++++ Record set

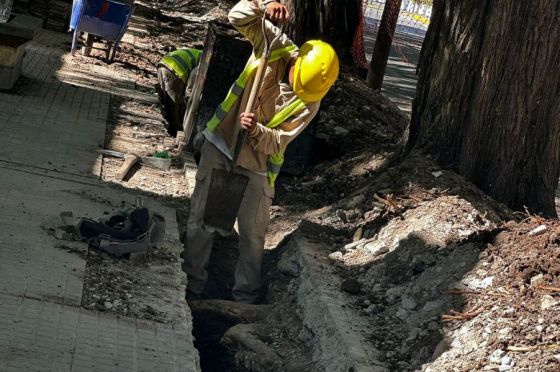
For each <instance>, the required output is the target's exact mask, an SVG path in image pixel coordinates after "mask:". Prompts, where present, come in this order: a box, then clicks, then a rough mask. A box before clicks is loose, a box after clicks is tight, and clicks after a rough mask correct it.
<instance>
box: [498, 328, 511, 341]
mask: <svg viewBox="0 0 560 372" xmlns="http://www.w3.org/2000/svg"><path fill="white" fill-rule="evenodd" d="M510 333H511V328H509V327H505V328H502V329H500V330H499V331H498V335H499V339H500V340H507V339H508V338H509V336H510Z"/></svg>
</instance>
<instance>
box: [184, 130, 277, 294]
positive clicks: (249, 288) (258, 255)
mask: <svg viewBox="0 0 560 372" xmlns="http://www.w3.org/2000/svg"><path fill="white" fill-rule="evenodd" d="M201 153H202V154H201V159H200V164H199V165H198V171H197V173H196V184H195V188H194V192H193V195H192V198H191V208H190V213H189V219H188V222H187V232H186V239H185V241H184V243H185V250H184V251H183V255H182V256H183V259H184V262H183V270H184V271H185V272H186V273H187V279H188V282H187V289H188V290H189V291H192V292H194V293H199V294H200V293H202V292H203V291H204V286H205V285H206V281H207V279H208V274H207V272H206V267H207V266H208V261H209V259H210V253H211V251H212V233H210V232H208V231H206V230H205V229H204V227H203V217H204V206H205V203H206V198H207V195H208V185H209V183H210V177H211V175H212V169H213V168H218V169H225V170H228V171H229V170H230V169H231V161H230V160H229V159H227V158H226V157H225V156H224V155H223V154H222V153H221V152H220V151H219V150H218V149H217V148H216V147H215V146H214V145H213V144H212V143H210V142H209V141H208V140H207V141H205V143H204V145H203V146H202V151H201ZM235 172H236V173H241V174H244V175H246V176H247V177H249V183H248V185H247V189H246V190H245V195H244V196H243V201H242V203H241V208H240V209H239V213H238V215H237V223H238V226H239V259H238V260H237V265H236V268H235V284H234V286H233V291H232V292H233V293H232V294H233V298H234V299H235V300H236V301H239V302H246V303H253V302H255V300H256V299H257V296H258V291H259V289H260V287H261V263H262V255H263V250H264V237H265V232H266V229H267V227H268V223H269V220H270V215H269V209H270V205H271V203H272V198H273V196H274V188H273V187H271V186H270V185H269V183H268V178H267V177H266V176H264V175H259V174H256V173H253V172H250V171H248V170H246V169H243V168H237V169H236V170H235Z"/></svg>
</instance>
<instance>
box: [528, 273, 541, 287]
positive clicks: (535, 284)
mask: <svg viewBox="0 0 560 372" xmlns="http://www.w3.org/2000/svg"><path fill="white" fill-rule="evenodd" d="M543 280H544V275H543V274H539V275H535V276H533V277H532V278H531V286H535V285H537V284H538V283H540V282H542V281H543Z"/></svg>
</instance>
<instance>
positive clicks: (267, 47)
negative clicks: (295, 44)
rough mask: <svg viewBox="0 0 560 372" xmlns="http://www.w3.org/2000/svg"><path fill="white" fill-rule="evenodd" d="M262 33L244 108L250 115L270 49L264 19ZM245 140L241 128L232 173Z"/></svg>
mask: <svg viewBox="0 0 560 372" xmlns="http://www.w3.org/2000/svg"><path fill="white" fill-rule="evenodd" d="M262 32H263V36H264V38H265V48H264V50H263V53H262V56H261V59H260V60H259V66H258V67H257V73H256V74H255V79H254V80H253V85H252V86H251V92H250V93H249V99H248V100H247V106H245V113H251V112H254V111H255V108H256V107H255V106H256V101H257V95H258V94H259V91H260V89H261V85H262V82H263V77H264V71H265V70H266V66H267V65H268V59H269V58H270V48H269V42H268V39H267V35H266V29H265V18H264V17H263V19H262ZM246 138H247V131H246V130H245V129H243V128H241V133H240V134H239V138H238V139H237V142H236V143H235V150H234V151H233V159H232V160H233V161H232V168H231V169H232V171H233V168H235V166H236V165H237V160H238V158H239V153H240V152H241V147H242V146H243V143H245V139H246Z"/></svg>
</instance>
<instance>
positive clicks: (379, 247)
mask: <svg viewBox="0 0 560 372" xmlns="http://www.w3.org/2000/svg"><path fill="white" fill-rule="evenodd" d="M364 249H365V250H366V251H367V252H368V253H369V254H371V255H373V256H378V255H380V254H383V253H387V252H389V247H387V246H386V245H385V244H383V242H380V241H372V242H368V243H366V244H365V245H364Z"/></svg>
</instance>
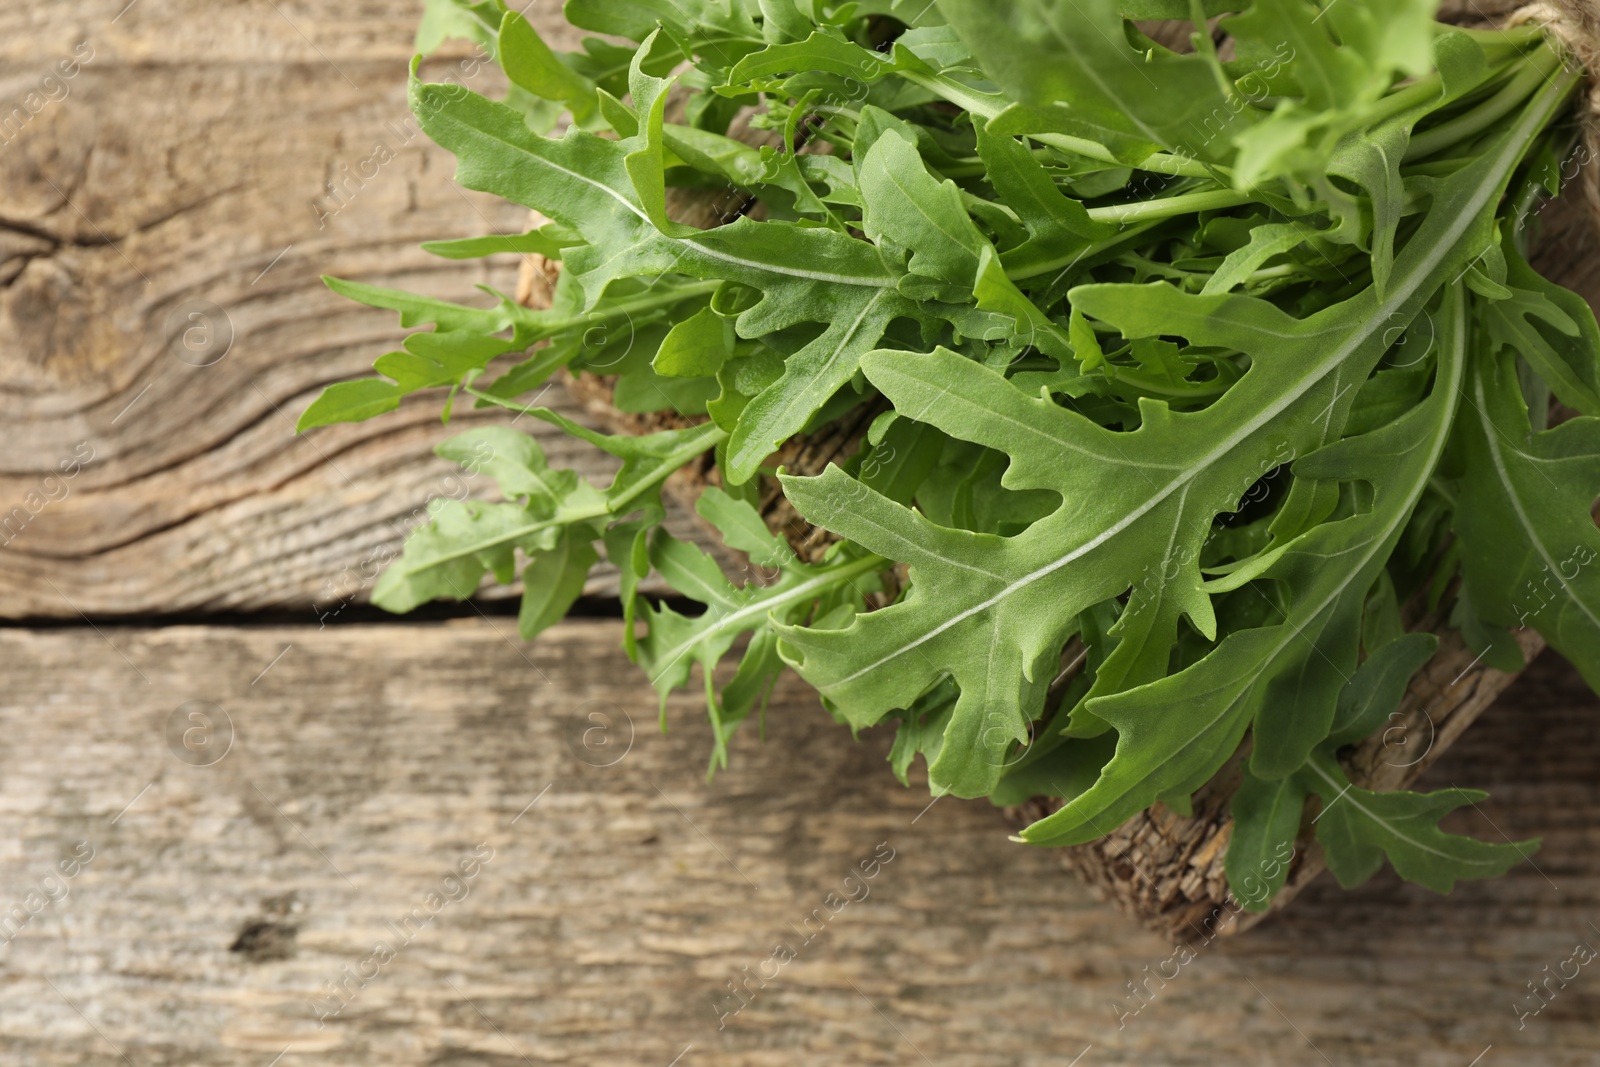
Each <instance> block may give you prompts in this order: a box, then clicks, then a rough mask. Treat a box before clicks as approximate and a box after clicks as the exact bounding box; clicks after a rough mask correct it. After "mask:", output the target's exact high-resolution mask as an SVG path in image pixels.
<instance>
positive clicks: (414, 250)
mask: <svg viewBox="0 0 1600 1067" xmlns="http://www.w3.org/2000/svg"><path fill="white" fill-rule="evenodd" d="M125 3H126V0H115V2H114V3H101V2H91V0H78V2H74V3H54V5H48V6H38V5H21V3H18V5H0V122H3V117H5V114H6V110H8V109H10V106H11V102H13V101H16V102H19V104H22V102H27V94H29V93H37V91H38V88H40V83H42V78H45V75H48V74H51V67H53V64H54V62H56V61H58V59H70V58H72V56H74V53H75V50H77V48H78V46H80V42H86V43H88V50H90V51H91V54H93V58H91V59H88V61H86V62H83V64H82V67H80V69H78V70H77V74H75V77H72V78H67V80H62V82H59V85H61V86H64V91H66V96H64V98H62V99H54V101H50V99H48V98H45V96H35V101H40V99H43V101H48V102H45V104H43V107H42V109H40V110H38V114H37V115H34V117H30V120H29V122H27V123H26V125H24V126H21V130H19V131H18V133H16V134H14V136H11V139H10V144H6V142H3V138H5V134H0V190H3V197H0V336H3V338H5V341H6V342H5V344H3V346H0V421H3V424H5V427H6V438H5V448H3V450H0V542H5V545H3V549H0V587H3V589H5V590H6V595H5V597H3V598H0V617H13V619H14V617H42V616H54V617H77V616H78V613H80V611H82V613H88V614H91V616H96V617H101V616H107V614H134V616H138V614H147V613H170V611H195V609H203V611H221V609H226V611H256V609H269V608H270V609H293V611H304V613H306V614H307V617H310V614H312V611H317V613H318V614H326V613H334V611H339V609H341V608H342V606H346V605H349V603H357V601H363V600H365V598H366V592H368V589H370V584H371V581H370V579H371V574H373V573H374V571H376V565H378V561H381V560H384V558H387V557H389V555H392V553H394V550H395V549H397V545H398V542H400V541H402V536H403V531H405V530H408V528H411V526H414V525H416V522H419V518H421V514H422V510H421V509H422V507H424V506H426V501H427V499H429V498H430V496H459V494H464V493H469V491H470V493H472V494H478V496H483V494H493V486H491V485H490V483H488V480H486V478H477V480H466V482H464V480H462V475H461V472H459V469H458V467H456V466H454V464H448V462H445V461H440V459H435V458H434V456H432V454H430V450H432V446H434V445H437V443H438V442H440V440H443V438H445V437H446V435H448V432H450V430H446V429H445V427H442V426H440V422H438V411H440V397H438V395H429V397H422V398H416V400H414V402H413V403H408V405H406V406H405V410H403V411H402V413H397V414H392V416H389V418H384V419H379V421H376V422H371V424H365V426H347V427H344V426H341V427H331V429H323V430H317V432H314V434H309V435H302V437H296V435H294V432H293V430H294V418H298V414H299V413H301V411H302V410H304V406H306V405H307V403H309V402H310V400H312V398H314V397H315V395H317V392H320V389H322V387H323V386H326V384H330V382H333V381H339V379H346V378H352V376H357V374H362V373H368V368H370V366H371V362H373V358H376V357H378V355H379V354H382V352H384V350H387V349H394V347H397V342H398V339H400V338H402V336H403V333H405V331H402V330H400V326H398V323H397V317H395V315H392V314H390V312H379V310H371V309H365V307H360V306H357V304H354V302H350V301H346V299H342V298H339V296H334V294H333V293H330V291H326V290H325V288H323V285H322V282H320V280H318V278H320V275H323V274H333V275H339V277H347V278H358V280H362V282H370V283H374V285H389V286H395V288H408V290H416V291H422V293H429V294H434V296H440V298H446V299H458V301H464V302H483V301H486V299H488V298H486V296H483V294H482V293H478V291H475V290H474V285H478V283H483V285H493V286H494V288H499V290H502V291H510V290H512V288H514V286H515V280H517V258H514V256H498V258H493V259H488V261H466V262H451V261H445V259H437V258H434V256H429V254H426V253H422V251H419V250H418V243H419V242H424V240H434V238H445V237H461V235H472V234H491V232H518V234H520V232H522V230H523V221H525V214H526V213H525V211H523V210H522V208H514V206H510V205H506V203H504V202H498V200H496V198H493V197H485V195H480V194H475V192H467V190H462V189H461V187H458V186H456V184H454V182H453V181H450V176H451V174H453V166H454V160H453V157H450V155H448V154H446V152H443V150H440V149H437V147H434V146H432V144H429V142H427V138H426V136H424V134H421V133H418V131H416V128H414V125H411V126H406V125H405V123H406V120H408V118H410V112H408V110H406V104H405V75H406V64H408V61H410V56H411V40H413V32H414V26H416V18H418V13H419V3H414V2H411V0H366V2H363V3H342V5H339V6H338V8H336V10H333V8H328V6H326V5H317V3H306V2H304V0H262V2H256V3H246V5H227V6H226V8H218V6H216V5H213V3H205V2H203V0H139V2H138V3H134V5H133V6H130V8H128V10H126V13H125V14H123V16H122V18H120V19H117V21H115V22H114V21H112V19H114V16H115V14H117V11H118V10H120V8H122V6H123V5H125ZM530 16H533V18H536V19H541V26H544V27H550V26H555V27H558V29H555V30H552V37H555V38H558V40H562V42H563V43H565V46H576V40H574V37H576V35H574V34H573V32H571V30H570V29H565V24H560V21H558V6H557V5H555V3H550V2H549V0H546V3H541V5H538V6H534V8H531V10H530ZM78 54H83V53H78ZM470 62H472V53H470V50H469V48H466V46H454V45H453V46H451V48H450V54H448V58H442V59H435V61H432V62H429V64H427V66H426V67H424V77H430V78H438V80H443V78H450V77H453V78H454V80H458V82H462V83H466V85H469V86H472V88H477V90H480V91H494V90H496V85H498V83H496V78H494V74H493V70H491V67H483V69H480V70H477V72H474V67H472V66H470ZM462 64H469V66H466V67H462ZM46 88H48V86H46ZM56 93H58V96H59V94H61V88H58V90H56ZM379 146H384V149H386V150H387V152H392V155H394V158H392V160H390V162H387V163H384V162H381V160H382V158H386V154H384V152H379ZM368 160H373V163H370V165H368V166H366V168H365V171H363V163H365V162H368ZM363 173H366V174H371V178H370V179H363ZM350 174H354V179H350ZM326 181H334V182H339V184H342V189H344V190H346V192H347V195H346V197H344V200H342V206H339V205H341V200H334V198H330V197H328V194H326V189H325V182H326ZM318 200H320V203H322V211H323V213H326V216H325V218H320V216H318V211H317V210H314V208H312V203H314V202H318ZM330 208H338V210H336V211H331V213H330V211H328V210H330ZM195 310H200V312H203V314H206V315H208V317H210V323H211V328H213V333H211V334H205V333H203V328H205V325H203V323H190V320H189V318H187V315H189V314H190V312H195ZM197 326H198V328H200V330H202V331H197V333H190V334H189V342H190V346H192V347H195V349H198V352H195V354H189V350H187V349H184V334H186V331H189V330H195V328H197ZM229 334H230V338H232V339H230V342H224V338H227V336H229ZM178 352H184V354H186V355H187V362H186V360H184V358H179V355H178ZM211 358H216V362H214V363H210V365H206V366H195V365H194V363H200V362H206V360H211ZM546 400H547V402H549V403H550V406H555V408H557V410H565V411H568V413H570V414H576V413H578V408H576V405H573V403H571V402H568V400H566V398H565V397H563V395H562V390H560V389H555V390H552V392H550V395H549V397H547V398H546ZM458 410H459V414H461V418H458V419H456V422H454V424H453V426H454V429H464V427H467V426H470V424H472V422H475V421H482V419H488V421H496V422H499V421H502V418H501V414H499V413H477V414H474V413H470V411H469V410H466V406H464V405H458ZM518 426H520V427H522V429H526V430H528V432H531V434H536V435H539V437H541V438H544V440H547V442H549V451H550V459H552V462H554V464H562V466H571V467H578V469H582V470H589V472H598V470H600V469H603V467H605V464H597V461H595V456H594V450H590V448H587V446H586V445H581V443H578V442H573V440H571V438H568V437H566V435H563V434H560V432H558V430H555V429H554V427H549V426H547V424H542V422H538V421H536V419H522V421H520V422H518ZM80 448H82V450H83V451H77V454H78V456H80V458H82V456H83V454H91V456H93V459H91V461H90V462H88V464H86V466H83V469H82V472H80V474H77V475H75V477H74V478H69V480H58V482H46V478H48V477H50V475H58V474H59V472H58V464H61V462H62V461H70V459H72V458H74V454H75V450H80ZM30 494H32V496H30ZM51 498H59V499H51ZM18 507H22V509H24V515H26V518H13V525H11V526H10V528H5V526H3V523H5V520H6V518H8V517H10V515H13V509H18ZM611 587H614V585H613V584H610V579H606V577H602V579H600V581H597V582H595V584H594V585H592V590H594V592H605V590H606V589H611Z"/></svg>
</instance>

++++++++

Task directions
Please state only the number of lines in the records above that contain the string "before".

Final answer
2